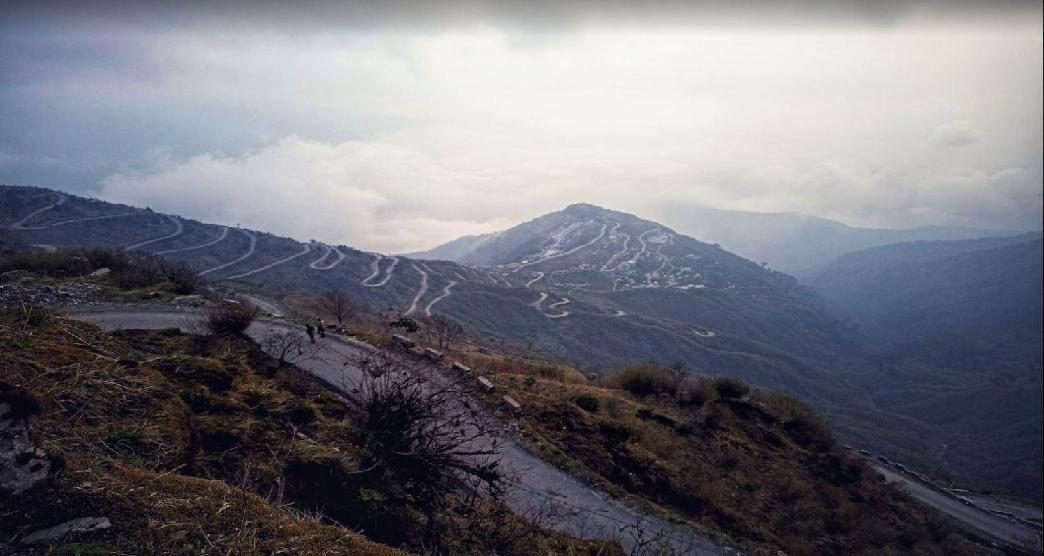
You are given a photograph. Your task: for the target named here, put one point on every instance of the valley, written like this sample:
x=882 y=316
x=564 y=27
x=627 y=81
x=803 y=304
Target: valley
x=594 y=288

○ ○ ○ ○

_Try it_
Although the records above contain pictures, only their text is to be repeated, exactly as given.

_Answer section_
You are given a photograph. Your task: for the target named here, put one point on every instance of the valley, written like this sample:
x=882 y=316
x=564 y=27
x=627 y=81
x=803 y=304
Target: valley
x=594 y=288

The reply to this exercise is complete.